Dataset items:
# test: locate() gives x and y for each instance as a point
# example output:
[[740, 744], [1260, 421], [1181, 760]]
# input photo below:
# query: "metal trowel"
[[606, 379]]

GIVEN REQUEST
List every line of the rows above that contains the string "test", treating uppercase and lowercase as different.

OUTPUT BELOW
# test: locate() gives x and y for each instance as a point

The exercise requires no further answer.